» Goal:
Copy every line below that contains the string "window", matching case exactly.

» Rows from a box-labeling dataset:
══════
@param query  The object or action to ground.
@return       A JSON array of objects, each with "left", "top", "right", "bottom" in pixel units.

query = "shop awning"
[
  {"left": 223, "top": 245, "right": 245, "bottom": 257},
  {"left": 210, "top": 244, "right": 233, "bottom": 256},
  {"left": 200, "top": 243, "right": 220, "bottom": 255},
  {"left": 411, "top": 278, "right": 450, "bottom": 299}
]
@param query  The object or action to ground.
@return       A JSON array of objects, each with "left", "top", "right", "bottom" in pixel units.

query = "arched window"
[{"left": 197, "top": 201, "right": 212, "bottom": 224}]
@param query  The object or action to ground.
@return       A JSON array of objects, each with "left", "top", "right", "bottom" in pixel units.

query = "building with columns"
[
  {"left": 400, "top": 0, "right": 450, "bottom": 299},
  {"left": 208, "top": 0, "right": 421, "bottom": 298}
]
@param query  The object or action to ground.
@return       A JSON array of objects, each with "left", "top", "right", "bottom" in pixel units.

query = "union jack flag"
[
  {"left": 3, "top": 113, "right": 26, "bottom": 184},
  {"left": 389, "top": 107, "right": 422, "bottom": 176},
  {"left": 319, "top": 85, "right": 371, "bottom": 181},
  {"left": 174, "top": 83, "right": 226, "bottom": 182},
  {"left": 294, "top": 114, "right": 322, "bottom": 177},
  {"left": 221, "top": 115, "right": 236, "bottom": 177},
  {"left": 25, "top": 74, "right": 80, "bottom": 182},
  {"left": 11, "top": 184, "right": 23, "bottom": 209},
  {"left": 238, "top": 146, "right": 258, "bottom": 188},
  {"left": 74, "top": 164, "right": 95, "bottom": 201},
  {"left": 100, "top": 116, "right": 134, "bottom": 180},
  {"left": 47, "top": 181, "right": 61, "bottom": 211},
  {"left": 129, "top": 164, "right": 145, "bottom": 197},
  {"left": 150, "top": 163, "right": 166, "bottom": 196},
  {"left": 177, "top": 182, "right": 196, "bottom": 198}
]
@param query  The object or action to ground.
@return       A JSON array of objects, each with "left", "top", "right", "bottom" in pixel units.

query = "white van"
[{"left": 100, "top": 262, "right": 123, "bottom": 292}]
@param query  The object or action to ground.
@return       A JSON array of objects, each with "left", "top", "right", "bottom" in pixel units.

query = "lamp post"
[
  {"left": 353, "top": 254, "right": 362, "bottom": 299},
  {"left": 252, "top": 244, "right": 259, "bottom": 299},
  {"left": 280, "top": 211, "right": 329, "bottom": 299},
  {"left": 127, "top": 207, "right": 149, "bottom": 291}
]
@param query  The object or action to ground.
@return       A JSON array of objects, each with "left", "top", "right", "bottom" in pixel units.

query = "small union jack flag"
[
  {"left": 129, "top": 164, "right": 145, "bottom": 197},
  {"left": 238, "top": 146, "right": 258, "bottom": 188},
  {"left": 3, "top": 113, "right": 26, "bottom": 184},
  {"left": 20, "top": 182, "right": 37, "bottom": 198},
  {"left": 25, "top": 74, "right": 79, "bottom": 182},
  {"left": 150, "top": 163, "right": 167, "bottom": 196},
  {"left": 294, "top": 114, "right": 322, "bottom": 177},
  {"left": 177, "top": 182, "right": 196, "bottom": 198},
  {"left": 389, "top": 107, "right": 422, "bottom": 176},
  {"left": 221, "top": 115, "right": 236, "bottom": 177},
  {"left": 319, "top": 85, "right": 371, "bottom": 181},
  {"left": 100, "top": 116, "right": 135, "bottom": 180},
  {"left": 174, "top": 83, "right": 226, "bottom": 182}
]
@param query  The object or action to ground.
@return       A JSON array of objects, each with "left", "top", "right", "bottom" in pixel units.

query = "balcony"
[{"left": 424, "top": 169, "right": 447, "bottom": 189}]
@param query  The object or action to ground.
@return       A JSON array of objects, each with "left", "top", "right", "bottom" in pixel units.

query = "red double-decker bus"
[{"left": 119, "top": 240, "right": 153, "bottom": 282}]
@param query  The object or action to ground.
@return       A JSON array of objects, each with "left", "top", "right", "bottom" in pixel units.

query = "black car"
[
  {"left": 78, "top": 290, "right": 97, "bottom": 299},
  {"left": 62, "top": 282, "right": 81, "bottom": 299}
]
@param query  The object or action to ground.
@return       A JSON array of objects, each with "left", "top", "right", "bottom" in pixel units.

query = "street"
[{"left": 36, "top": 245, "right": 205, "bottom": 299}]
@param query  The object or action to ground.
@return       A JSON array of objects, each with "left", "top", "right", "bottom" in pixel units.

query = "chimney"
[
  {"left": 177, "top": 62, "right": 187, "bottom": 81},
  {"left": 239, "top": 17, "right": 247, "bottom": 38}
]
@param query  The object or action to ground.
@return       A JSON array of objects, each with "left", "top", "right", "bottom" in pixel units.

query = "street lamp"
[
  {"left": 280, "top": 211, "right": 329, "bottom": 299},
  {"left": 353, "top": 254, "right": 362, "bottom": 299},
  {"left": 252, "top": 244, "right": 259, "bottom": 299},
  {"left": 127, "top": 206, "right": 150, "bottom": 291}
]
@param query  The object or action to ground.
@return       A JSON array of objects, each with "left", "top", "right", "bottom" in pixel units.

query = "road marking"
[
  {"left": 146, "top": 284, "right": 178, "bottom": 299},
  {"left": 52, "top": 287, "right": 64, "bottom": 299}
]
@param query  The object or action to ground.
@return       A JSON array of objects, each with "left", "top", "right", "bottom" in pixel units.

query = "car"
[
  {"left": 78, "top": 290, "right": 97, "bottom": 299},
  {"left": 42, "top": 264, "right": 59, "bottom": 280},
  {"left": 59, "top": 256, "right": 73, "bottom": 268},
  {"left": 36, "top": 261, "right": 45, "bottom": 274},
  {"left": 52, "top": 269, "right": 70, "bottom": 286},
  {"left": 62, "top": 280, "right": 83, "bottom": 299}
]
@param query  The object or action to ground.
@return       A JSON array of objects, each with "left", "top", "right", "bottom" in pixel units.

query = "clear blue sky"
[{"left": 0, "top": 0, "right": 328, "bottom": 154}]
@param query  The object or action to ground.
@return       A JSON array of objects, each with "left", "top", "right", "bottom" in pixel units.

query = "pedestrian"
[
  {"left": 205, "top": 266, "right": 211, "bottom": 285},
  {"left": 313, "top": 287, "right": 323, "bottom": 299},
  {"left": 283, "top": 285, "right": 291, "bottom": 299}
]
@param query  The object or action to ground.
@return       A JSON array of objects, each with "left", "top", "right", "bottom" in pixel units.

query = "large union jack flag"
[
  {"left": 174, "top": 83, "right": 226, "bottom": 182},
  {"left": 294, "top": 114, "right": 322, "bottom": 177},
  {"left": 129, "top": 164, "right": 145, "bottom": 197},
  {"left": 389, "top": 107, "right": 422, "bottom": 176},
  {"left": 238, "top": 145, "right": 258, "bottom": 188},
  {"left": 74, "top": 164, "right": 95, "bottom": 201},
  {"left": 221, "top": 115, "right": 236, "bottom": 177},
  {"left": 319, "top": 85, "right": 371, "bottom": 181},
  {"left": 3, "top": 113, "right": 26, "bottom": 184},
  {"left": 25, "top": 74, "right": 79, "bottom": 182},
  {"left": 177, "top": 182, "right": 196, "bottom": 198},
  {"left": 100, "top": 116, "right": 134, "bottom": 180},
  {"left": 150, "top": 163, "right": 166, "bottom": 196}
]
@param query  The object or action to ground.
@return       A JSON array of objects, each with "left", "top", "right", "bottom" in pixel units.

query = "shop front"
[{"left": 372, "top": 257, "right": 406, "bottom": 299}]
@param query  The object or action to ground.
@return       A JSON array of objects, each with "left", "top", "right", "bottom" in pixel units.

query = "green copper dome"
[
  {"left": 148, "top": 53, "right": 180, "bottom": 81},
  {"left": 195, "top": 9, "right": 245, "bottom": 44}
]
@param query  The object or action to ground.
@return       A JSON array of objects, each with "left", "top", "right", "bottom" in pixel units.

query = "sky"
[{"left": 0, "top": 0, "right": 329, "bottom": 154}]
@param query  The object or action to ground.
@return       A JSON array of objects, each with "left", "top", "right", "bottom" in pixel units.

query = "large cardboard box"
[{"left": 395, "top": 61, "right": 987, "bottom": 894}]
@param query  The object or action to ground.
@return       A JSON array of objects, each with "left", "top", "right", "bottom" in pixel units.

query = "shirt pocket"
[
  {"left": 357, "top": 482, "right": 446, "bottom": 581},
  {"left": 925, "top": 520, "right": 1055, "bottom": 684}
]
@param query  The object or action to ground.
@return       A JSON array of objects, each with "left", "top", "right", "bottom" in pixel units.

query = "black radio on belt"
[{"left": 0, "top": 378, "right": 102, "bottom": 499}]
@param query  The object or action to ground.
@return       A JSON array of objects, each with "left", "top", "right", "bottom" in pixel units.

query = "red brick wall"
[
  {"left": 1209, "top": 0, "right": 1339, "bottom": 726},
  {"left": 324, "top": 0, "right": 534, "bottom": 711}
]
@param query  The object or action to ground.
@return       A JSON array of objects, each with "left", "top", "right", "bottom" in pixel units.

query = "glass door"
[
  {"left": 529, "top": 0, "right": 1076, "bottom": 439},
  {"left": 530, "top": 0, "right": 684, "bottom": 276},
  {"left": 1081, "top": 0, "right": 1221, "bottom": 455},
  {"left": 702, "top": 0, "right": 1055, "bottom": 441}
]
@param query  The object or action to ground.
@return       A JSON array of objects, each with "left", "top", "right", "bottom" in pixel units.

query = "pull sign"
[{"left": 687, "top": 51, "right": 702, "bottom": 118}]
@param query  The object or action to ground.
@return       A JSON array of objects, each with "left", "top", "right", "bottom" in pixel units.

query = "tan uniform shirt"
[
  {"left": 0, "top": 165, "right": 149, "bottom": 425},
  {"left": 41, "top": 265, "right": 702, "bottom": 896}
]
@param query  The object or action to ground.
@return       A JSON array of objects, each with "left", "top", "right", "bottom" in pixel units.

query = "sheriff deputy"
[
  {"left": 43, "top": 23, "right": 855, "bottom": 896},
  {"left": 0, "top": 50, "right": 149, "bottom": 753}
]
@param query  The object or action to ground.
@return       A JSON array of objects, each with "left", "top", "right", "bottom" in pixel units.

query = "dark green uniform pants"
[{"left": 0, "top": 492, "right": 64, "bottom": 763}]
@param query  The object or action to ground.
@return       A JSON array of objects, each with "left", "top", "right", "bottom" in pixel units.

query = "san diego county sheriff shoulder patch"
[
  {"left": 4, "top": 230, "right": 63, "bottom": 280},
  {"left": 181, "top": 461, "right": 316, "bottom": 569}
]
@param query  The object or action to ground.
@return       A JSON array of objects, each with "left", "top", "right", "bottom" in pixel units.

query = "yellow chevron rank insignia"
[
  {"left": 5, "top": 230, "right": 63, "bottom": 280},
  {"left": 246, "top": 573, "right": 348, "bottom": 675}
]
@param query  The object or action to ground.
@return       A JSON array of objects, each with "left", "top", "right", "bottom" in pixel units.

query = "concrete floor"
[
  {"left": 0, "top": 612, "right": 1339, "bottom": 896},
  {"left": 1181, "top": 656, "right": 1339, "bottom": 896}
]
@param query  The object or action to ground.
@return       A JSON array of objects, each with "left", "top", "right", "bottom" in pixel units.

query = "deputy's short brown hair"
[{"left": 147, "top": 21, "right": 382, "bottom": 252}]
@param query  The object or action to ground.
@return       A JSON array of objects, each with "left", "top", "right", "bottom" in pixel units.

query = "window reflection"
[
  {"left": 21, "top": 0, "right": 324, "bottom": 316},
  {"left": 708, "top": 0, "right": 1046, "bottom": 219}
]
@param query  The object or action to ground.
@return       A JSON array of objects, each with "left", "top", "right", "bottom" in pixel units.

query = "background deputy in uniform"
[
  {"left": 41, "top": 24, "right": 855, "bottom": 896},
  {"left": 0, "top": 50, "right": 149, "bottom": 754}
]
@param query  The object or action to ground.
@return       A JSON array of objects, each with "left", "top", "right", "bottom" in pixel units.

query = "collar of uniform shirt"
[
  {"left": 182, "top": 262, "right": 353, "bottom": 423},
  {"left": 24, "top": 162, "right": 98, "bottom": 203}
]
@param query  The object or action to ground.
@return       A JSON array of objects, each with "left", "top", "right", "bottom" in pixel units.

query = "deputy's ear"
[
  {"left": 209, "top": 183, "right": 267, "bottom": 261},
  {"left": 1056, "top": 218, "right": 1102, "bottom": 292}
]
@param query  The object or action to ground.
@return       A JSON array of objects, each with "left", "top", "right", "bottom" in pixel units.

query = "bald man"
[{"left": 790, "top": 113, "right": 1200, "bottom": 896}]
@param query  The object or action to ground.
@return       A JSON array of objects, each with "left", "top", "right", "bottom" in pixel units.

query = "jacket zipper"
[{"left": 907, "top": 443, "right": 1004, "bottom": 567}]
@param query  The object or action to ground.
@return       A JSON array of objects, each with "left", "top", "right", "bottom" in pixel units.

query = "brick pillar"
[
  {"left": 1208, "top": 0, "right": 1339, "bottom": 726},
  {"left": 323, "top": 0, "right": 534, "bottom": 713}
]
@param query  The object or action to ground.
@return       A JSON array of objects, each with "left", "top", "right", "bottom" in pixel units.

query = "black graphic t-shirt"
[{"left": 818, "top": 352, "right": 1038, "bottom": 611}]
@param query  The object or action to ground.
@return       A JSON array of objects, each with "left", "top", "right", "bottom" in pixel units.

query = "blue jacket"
══════
» Right answer:
query = "arched window"
query = "window reflection"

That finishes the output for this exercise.